■ Given exercise A
In the dataset rows, starting at the line that contains "Locate beige curtain" and ending at the line that contains "[653,0,801,87]", swap "beige" for "cream" and write those lines out again with nothing else changed.

SACP with Red.png

 

South African Communist Party, 3 April 2016

 

 

SACP Political Bureau Statement

 

 

A scheduled SACP Political Bureau meeting was convened in Johannesburg on
Friday 1 April. Meeting on the day after the important Constitutional Court
unanimous judgement on the Nkandla matter, the Politburo naturally devoted
most attention to the implications of the judgement and the collective
responsibilities that ensue from it. The judgement and yesterday's public
apology to the country by President Zuma were important moments in the
re-affirmation and consolidation of constitutionality and the rule of law in
our still relatively young democracy.

 

The SACP knows all too well from the history of many other post-colonial and
post-independence third world societies that, where a democratic
constitution and the rule of law are eroded by parasitic and comprador
elements, often in the fictitious name of fighting "imperialism", then it is
the workers and poor, along with left-wing political formations that quickly
become the key victims. The brutal suppression of mass communist parties at
the hands of parasitic nationalist strata from within independence movements
in Sudan, Iraq, Egypt, Indonesia and elsewhere in the second half of the
20th century should never be forgotten.

 

Thursday's Concourt judgement and the evident popular acclamation it
received from the widest array of South Africans should be a clear warning
signal to the ANC, to our ANC-led alliance, and to the ANC-led government.
Decisive action is now imperative, otherwise the continuing loss of moral
authority, political paralysis and fragmentation of our movement will
continue. For these reasons, the SACP will seek an urgent meeting with the
officials of the ANC and, of course, a commitment to ongoing engagement.

 

President Zuma's apology and his undertaking to implement to the full the
remedial actions proposed by the Public Protector, and now upheld as
enforceable by the Concourt, are important beginnings.

■ Given exercise B
Print the part of the SACP statement starting at "Thursday's Concourt judgement" and ending at "to ongoing engagement.", word for word.

Dataset records
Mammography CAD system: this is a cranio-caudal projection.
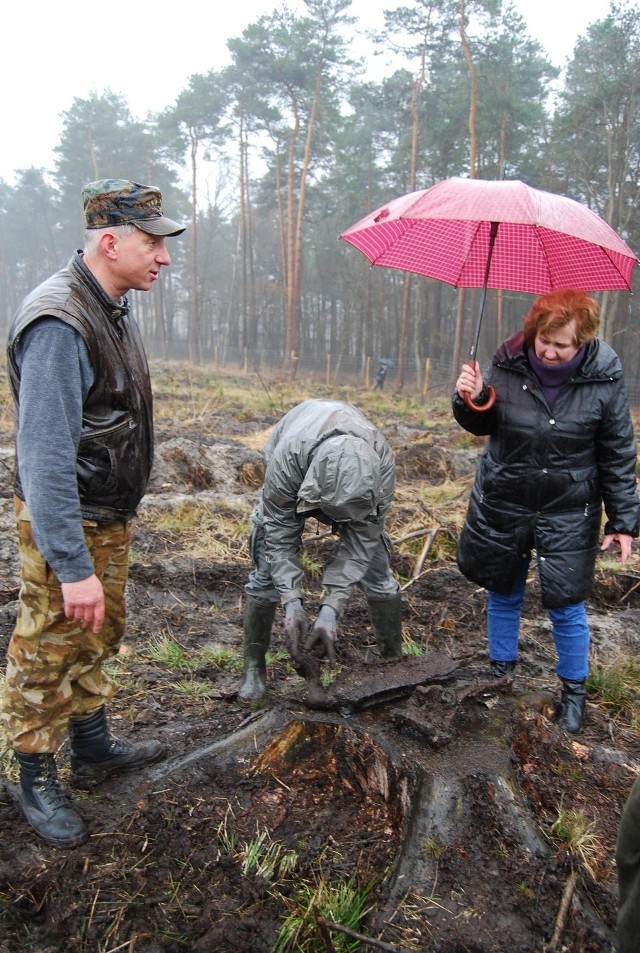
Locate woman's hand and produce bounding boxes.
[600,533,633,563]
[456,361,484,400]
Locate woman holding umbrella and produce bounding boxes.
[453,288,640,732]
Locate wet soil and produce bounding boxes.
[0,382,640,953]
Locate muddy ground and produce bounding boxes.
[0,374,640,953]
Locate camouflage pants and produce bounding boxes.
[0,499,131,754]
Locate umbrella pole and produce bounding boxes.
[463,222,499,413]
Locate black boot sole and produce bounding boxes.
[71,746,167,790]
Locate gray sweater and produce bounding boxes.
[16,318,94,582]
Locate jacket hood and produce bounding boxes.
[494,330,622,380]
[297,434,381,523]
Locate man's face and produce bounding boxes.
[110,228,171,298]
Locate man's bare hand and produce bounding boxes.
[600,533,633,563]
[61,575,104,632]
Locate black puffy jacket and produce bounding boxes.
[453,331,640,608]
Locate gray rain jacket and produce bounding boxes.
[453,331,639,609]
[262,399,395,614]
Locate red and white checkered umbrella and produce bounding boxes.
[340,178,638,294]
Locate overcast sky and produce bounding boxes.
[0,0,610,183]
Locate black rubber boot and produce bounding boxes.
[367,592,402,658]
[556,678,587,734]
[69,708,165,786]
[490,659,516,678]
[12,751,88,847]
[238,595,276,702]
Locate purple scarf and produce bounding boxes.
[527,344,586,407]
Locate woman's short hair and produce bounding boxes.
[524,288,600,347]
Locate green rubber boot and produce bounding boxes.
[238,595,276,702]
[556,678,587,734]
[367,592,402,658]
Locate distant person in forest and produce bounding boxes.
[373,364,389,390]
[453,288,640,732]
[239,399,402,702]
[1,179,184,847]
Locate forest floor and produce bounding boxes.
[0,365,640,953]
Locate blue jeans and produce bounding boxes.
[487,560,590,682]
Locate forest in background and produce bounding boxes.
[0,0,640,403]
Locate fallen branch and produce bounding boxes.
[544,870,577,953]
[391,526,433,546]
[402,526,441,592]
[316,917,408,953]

--

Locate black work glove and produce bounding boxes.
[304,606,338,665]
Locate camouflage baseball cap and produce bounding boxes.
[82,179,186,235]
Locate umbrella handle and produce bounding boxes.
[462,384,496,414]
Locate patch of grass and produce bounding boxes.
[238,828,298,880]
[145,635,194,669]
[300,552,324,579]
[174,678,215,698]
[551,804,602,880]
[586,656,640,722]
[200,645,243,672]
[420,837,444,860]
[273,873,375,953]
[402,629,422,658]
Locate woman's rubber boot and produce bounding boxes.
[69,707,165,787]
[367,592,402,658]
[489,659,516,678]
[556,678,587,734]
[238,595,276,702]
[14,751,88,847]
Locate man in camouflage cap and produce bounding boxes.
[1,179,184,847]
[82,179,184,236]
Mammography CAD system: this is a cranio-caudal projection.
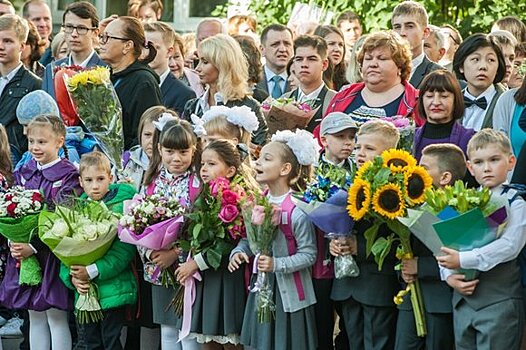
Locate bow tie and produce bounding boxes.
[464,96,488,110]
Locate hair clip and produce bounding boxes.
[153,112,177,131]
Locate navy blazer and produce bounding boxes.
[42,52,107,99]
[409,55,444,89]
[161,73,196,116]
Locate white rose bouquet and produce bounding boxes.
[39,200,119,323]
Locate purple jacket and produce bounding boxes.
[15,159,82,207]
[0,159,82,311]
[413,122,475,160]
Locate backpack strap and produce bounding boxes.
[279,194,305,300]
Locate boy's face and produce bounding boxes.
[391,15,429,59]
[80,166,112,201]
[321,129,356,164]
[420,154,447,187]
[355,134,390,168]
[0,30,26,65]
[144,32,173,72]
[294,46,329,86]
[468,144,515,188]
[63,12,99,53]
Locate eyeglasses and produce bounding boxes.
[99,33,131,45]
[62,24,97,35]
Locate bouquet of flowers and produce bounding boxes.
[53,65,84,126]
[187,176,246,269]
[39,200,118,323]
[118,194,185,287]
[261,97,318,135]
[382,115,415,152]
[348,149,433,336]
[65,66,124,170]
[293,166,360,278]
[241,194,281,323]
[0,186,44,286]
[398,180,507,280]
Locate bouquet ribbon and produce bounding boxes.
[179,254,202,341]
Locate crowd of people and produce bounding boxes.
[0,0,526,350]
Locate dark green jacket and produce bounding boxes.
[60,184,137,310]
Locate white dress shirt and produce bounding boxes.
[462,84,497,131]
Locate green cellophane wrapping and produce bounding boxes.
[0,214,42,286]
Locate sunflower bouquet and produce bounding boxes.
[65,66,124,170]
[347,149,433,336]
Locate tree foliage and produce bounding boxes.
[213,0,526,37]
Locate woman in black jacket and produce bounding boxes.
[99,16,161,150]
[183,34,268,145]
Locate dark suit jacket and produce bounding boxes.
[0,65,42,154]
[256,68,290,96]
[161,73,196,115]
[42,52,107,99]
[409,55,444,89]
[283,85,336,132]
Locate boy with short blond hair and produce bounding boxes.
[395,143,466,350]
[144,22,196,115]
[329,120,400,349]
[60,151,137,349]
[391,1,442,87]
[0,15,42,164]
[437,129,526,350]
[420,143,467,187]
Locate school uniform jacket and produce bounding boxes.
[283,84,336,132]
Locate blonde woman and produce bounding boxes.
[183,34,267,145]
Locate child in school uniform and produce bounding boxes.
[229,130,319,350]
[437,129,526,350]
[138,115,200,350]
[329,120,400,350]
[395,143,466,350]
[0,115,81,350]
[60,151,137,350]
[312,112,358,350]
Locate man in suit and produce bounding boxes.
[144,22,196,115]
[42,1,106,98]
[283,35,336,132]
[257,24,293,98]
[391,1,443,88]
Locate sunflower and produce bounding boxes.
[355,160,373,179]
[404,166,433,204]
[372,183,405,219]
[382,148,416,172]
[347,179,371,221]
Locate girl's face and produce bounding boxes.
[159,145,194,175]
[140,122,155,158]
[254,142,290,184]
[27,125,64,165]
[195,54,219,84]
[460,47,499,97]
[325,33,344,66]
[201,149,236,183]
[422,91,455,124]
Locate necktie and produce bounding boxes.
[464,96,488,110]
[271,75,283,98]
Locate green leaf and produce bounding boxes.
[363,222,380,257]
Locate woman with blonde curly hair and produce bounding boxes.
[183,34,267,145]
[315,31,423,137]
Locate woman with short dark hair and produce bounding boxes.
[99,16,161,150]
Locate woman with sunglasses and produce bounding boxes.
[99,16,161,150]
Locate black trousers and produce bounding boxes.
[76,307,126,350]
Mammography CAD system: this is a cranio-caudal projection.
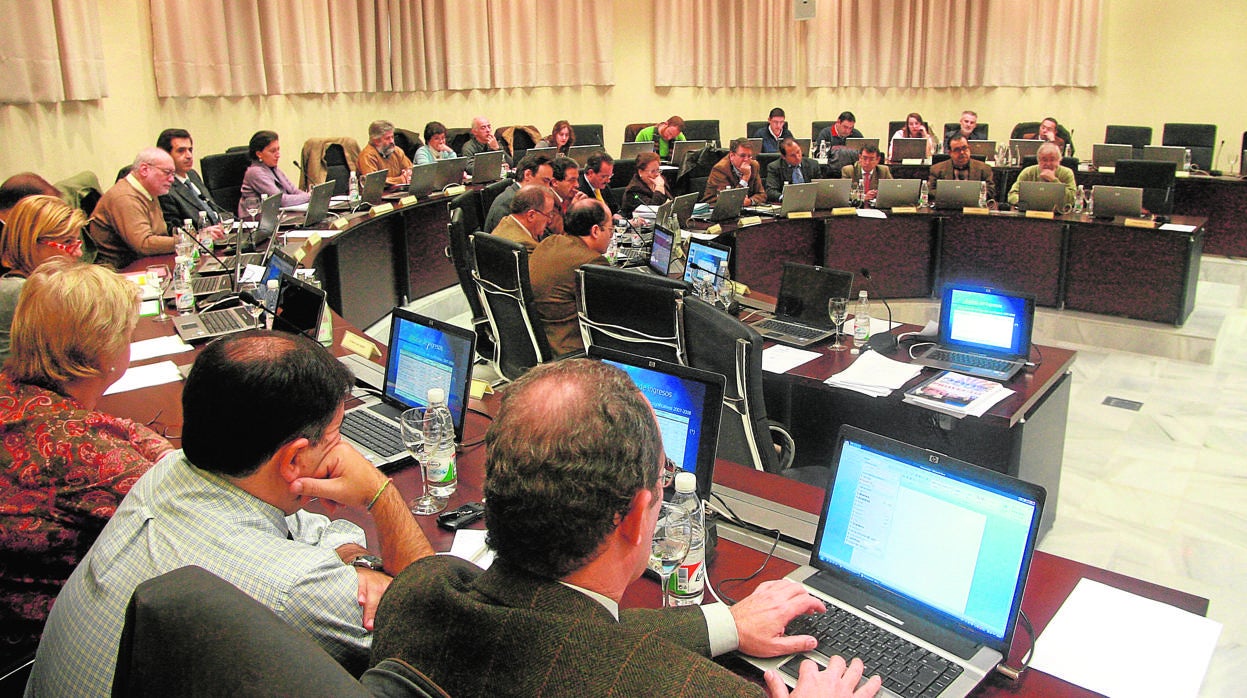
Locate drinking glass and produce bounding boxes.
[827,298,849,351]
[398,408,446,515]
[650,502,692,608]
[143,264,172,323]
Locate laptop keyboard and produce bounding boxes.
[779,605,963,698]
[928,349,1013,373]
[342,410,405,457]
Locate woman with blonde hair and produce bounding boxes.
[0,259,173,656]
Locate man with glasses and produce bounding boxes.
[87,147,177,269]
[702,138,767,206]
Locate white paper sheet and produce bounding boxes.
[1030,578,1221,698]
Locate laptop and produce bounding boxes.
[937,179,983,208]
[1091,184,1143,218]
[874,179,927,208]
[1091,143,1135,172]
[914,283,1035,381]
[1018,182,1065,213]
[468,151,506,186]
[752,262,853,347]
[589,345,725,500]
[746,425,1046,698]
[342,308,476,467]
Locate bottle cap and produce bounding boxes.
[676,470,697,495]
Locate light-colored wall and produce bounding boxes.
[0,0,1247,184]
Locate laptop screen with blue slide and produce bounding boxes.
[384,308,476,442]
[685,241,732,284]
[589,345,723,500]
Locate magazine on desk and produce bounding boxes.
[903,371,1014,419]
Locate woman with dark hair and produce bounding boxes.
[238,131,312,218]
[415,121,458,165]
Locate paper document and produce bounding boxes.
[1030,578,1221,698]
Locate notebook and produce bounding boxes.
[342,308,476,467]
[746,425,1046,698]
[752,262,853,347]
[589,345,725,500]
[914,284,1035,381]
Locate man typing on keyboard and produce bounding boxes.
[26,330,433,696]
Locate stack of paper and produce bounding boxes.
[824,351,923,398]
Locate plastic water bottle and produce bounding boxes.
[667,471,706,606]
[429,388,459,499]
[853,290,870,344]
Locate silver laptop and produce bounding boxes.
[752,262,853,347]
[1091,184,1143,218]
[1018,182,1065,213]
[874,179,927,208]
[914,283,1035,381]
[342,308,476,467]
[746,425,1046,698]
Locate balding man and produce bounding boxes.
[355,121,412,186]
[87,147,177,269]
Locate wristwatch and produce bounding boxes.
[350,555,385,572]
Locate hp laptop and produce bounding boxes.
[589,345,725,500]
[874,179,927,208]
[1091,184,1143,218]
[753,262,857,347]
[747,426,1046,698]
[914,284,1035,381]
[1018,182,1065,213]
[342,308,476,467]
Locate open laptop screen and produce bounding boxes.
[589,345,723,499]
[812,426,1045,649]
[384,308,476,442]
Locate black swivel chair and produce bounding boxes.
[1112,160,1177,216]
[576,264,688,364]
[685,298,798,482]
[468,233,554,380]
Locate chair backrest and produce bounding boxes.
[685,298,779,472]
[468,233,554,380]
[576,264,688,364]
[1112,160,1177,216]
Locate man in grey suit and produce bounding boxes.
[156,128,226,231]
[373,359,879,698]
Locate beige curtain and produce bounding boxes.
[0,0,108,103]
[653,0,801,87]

■ Complete output A
Locate cream curtain and produce bounding boxes.
[0,0,108,103]
[653,0,801,87]

■ Complete output B
Thursday's Concourt judgement and the evident popular acclamation it
received from the widest array of South Africans should be a clear warning
signal to the ANC, to our ANC-led alliance, and to the ANC-led government.
Decisive action is now imperative, otherwise the continuing loss of moral
authority, political paralysis and fragmentation of our movement will
continue. For these reasons, the SACP will seek an urgent meeting with the
officials of the ANC and, of course, a commitment to ongoing engagement.